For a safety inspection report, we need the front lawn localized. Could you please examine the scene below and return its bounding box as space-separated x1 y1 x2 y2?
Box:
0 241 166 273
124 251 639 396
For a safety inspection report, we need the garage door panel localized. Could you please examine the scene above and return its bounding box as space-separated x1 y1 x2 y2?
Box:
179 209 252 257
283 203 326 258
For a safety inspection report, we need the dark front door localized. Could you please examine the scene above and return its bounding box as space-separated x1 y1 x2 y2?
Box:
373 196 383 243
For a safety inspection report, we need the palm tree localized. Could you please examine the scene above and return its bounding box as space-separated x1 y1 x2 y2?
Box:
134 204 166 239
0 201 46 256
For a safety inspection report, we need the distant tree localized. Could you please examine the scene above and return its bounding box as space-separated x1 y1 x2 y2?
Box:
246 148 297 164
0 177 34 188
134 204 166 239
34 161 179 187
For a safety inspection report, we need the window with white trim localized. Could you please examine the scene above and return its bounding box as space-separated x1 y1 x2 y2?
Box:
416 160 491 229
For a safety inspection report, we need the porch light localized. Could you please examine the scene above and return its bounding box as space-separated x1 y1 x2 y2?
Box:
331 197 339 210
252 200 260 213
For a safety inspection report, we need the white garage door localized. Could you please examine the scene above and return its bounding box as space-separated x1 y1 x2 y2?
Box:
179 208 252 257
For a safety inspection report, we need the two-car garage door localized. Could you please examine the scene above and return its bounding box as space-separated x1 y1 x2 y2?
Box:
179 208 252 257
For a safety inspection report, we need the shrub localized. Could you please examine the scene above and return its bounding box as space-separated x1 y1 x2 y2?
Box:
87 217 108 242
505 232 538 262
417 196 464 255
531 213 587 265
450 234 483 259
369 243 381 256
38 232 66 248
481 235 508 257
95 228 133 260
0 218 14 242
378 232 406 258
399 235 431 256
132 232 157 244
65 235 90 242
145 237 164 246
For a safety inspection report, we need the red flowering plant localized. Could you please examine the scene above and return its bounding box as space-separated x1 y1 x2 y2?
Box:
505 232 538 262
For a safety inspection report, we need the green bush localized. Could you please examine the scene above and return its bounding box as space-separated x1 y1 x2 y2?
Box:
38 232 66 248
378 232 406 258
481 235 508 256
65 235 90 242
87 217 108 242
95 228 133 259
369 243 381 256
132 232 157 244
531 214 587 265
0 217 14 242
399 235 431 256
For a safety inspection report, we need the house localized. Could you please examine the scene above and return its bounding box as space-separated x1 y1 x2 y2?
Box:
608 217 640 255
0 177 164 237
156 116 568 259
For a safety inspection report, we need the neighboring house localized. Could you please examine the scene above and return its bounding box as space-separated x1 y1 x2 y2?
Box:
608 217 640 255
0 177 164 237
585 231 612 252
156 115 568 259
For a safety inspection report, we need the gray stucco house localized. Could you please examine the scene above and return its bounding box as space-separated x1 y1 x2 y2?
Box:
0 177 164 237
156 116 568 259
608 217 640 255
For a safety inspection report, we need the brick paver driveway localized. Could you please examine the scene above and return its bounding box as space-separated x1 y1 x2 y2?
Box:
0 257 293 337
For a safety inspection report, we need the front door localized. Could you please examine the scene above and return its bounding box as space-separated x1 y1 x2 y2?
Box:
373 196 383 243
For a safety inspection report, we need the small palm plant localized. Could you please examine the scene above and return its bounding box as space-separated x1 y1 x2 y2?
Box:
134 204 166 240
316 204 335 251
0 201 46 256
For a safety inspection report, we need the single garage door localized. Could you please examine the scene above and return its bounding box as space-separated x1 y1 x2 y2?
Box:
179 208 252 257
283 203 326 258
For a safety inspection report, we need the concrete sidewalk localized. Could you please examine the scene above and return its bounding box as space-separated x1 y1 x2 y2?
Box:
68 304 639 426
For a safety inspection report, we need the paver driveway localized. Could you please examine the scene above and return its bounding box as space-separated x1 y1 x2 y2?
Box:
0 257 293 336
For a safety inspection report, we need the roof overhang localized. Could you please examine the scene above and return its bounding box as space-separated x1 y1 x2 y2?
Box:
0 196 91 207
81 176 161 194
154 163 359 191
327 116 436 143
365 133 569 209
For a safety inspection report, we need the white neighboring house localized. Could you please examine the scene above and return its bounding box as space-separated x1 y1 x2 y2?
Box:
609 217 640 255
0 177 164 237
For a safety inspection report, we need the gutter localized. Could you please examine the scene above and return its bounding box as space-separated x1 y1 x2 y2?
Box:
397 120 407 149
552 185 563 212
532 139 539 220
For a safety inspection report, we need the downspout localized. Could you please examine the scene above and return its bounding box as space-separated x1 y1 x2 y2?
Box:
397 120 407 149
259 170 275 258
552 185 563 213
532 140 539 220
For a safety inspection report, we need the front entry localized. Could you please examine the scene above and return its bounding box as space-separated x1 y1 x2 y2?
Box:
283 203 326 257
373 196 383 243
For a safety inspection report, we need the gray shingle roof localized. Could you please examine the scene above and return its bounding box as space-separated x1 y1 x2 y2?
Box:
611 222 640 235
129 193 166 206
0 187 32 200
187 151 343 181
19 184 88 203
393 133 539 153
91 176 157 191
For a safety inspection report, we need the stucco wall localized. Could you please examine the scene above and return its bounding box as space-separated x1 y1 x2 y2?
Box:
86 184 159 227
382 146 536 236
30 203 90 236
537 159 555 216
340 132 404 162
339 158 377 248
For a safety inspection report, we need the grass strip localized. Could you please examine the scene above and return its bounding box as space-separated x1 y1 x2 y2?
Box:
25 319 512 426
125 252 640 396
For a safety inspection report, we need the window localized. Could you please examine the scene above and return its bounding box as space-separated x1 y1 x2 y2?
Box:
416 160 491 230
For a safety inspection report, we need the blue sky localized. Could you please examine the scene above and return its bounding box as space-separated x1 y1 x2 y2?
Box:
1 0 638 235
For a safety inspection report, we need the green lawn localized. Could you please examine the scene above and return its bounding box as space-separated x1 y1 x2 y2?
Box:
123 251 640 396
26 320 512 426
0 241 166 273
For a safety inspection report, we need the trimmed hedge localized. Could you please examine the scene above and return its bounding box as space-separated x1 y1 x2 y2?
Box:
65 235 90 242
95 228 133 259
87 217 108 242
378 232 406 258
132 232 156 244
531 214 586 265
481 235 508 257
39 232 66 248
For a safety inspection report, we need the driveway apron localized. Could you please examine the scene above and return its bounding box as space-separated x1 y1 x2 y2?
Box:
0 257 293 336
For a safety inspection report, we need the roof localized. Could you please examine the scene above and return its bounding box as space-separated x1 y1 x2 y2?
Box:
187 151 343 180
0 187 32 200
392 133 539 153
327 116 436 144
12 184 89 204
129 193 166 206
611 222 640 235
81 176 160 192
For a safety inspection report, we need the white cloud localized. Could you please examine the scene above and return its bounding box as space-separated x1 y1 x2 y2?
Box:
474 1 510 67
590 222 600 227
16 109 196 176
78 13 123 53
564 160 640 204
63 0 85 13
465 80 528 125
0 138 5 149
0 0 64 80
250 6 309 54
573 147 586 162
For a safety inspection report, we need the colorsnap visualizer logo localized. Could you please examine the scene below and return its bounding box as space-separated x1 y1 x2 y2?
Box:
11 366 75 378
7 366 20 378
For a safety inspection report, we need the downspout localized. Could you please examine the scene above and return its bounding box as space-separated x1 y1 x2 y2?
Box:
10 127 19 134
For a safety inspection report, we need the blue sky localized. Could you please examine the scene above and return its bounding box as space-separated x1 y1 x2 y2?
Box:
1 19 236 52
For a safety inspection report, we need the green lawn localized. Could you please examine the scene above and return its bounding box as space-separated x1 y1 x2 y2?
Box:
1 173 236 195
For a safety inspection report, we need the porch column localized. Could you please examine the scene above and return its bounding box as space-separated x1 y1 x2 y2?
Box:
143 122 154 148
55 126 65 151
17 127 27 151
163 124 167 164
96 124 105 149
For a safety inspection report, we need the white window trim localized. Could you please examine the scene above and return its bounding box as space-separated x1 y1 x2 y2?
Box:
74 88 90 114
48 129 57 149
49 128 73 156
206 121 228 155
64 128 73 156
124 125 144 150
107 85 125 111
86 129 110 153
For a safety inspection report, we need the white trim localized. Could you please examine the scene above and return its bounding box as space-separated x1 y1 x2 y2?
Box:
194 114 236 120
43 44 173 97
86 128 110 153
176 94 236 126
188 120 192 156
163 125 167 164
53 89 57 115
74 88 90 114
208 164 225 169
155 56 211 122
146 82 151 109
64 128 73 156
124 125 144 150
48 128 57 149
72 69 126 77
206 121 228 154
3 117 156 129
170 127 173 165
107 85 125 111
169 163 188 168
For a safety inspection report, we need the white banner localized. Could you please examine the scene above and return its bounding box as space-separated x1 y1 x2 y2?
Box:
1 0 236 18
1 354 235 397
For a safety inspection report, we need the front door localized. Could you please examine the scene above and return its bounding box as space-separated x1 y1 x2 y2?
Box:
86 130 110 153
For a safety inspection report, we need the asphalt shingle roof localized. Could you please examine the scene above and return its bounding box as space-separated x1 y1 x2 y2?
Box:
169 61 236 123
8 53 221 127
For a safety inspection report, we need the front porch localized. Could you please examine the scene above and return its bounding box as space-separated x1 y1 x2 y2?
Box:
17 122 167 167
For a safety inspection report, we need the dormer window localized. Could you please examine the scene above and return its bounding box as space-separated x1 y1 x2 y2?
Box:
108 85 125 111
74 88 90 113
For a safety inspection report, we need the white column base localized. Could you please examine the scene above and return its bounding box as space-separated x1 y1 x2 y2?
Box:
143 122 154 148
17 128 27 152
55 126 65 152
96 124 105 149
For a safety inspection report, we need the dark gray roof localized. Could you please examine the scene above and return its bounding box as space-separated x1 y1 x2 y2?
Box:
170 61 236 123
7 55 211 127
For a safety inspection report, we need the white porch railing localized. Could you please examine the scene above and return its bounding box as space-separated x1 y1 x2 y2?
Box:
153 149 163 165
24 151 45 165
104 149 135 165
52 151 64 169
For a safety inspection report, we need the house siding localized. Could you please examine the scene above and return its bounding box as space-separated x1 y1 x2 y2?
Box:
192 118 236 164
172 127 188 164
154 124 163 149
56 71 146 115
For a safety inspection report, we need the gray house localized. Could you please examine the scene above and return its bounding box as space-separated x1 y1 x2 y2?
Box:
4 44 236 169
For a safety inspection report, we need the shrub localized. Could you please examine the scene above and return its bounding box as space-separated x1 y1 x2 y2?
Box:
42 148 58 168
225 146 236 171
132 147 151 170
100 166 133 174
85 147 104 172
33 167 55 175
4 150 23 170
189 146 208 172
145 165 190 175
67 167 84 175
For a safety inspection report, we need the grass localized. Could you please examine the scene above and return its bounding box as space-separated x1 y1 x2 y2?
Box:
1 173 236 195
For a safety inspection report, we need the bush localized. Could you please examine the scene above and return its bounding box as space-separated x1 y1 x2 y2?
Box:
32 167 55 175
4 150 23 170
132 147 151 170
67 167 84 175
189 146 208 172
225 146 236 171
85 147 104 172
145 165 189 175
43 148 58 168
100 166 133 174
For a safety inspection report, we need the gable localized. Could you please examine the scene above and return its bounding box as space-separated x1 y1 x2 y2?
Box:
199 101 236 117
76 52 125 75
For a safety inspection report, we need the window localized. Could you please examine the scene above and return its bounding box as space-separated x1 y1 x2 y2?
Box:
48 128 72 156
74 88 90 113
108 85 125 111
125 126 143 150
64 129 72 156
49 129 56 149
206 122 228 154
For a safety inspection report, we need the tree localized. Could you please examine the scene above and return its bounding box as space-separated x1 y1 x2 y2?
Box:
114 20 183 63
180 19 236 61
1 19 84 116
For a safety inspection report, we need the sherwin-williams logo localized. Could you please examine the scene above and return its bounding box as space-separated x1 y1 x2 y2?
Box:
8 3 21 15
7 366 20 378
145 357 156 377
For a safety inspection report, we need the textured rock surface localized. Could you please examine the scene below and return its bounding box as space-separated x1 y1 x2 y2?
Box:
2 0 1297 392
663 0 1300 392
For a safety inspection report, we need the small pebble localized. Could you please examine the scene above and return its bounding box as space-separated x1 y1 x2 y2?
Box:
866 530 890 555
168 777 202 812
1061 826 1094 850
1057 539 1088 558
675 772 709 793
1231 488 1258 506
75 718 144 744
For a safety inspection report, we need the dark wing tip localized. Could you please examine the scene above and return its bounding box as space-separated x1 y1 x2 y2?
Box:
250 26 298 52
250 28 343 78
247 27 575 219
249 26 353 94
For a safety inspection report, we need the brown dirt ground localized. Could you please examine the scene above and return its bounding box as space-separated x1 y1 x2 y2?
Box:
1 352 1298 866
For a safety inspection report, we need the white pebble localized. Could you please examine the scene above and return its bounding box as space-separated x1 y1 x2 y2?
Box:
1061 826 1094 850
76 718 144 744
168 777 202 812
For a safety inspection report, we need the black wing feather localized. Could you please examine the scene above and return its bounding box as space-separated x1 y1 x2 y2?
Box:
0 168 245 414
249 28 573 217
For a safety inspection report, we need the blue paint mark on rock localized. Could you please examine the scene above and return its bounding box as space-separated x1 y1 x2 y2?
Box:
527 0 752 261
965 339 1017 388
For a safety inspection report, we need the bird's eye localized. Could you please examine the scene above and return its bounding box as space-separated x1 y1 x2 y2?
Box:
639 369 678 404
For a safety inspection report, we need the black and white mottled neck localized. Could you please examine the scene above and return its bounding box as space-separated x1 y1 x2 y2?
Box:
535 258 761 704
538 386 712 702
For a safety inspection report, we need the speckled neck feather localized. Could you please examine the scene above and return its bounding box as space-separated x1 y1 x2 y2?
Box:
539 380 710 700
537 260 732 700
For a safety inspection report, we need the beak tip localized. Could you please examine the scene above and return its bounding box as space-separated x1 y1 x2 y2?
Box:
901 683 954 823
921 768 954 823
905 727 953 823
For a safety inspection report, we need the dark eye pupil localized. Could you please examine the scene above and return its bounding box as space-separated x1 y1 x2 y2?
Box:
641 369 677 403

----------------

**PROBLEM TO WORK ON:**
Using the records above, pull out each line where the word "neck" occurs.

**RESPONSE BOX:**
For a safety inspection report, we need the black and white mottled neck localized. Could you please examine the scene above and return its bounding box as space-separated x1 y1 x2 y2?
For a safety inspection report, we need the speckled neck feather localized. Could you please examine the scene above and return its bounding box as space-separated x1 y1 x2 y2?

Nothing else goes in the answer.